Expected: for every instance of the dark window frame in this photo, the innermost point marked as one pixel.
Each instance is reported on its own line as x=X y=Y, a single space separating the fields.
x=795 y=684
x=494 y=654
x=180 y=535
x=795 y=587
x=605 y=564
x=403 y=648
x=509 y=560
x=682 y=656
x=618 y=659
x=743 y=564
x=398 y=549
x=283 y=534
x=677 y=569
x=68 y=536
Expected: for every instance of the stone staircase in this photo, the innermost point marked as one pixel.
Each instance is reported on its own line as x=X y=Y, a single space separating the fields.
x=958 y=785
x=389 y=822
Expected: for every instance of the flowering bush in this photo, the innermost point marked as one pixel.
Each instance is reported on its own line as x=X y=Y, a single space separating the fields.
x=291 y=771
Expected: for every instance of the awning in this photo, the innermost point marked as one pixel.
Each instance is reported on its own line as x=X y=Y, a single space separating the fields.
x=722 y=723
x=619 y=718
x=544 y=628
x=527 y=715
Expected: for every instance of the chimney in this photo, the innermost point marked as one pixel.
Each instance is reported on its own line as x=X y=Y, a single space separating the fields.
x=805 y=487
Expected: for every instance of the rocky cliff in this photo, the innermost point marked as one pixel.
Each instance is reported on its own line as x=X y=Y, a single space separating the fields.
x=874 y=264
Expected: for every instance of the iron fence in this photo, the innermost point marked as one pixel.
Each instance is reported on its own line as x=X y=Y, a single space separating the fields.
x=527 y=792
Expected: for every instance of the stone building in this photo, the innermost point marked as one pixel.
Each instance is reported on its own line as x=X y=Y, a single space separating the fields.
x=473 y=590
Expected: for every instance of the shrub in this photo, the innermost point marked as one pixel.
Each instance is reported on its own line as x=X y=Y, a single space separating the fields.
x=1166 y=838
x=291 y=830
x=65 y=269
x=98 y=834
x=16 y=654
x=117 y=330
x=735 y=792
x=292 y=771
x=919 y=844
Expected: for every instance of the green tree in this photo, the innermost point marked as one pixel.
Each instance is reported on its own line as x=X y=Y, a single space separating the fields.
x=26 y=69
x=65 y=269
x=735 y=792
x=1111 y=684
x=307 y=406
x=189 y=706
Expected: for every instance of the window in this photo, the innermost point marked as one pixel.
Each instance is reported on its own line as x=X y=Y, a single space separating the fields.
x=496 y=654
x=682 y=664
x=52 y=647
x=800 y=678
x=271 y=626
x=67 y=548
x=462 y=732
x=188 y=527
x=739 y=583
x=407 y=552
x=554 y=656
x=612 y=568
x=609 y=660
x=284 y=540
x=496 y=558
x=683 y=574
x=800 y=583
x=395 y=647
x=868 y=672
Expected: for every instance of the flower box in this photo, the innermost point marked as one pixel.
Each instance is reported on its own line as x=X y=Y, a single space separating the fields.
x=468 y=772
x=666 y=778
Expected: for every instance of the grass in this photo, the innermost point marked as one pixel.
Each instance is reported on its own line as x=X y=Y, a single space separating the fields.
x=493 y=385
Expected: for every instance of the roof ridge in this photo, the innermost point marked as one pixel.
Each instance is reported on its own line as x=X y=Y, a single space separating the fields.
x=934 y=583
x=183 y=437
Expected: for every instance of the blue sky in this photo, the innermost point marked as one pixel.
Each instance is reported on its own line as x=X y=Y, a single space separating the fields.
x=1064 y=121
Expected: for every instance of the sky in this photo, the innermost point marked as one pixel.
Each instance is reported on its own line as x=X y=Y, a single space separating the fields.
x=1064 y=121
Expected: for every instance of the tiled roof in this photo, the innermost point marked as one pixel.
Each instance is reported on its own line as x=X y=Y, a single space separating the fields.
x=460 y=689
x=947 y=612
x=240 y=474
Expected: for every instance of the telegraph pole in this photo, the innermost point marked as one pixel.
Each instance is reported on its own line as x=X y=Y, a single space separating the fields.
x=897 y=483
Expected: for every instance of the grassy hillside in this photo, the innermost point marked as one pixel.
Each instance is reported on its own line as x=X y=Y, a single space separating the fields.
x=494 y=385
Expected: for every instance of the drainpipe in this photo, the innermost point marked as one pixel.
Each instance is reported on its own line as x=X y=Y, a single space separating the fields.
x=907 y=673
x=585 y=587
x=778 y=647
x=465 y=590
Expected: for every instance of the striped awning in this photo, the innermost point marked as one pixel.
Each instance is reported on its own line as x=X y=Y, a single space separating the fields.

════════════════

Reproduce each line from the data that has "stone" in it.

Expected: for every instance of the stone staircase in this photo, the innermost point marked as one pixel.
Expected: for every instance of the stone building in this photo, the innermost point marked as one pixel.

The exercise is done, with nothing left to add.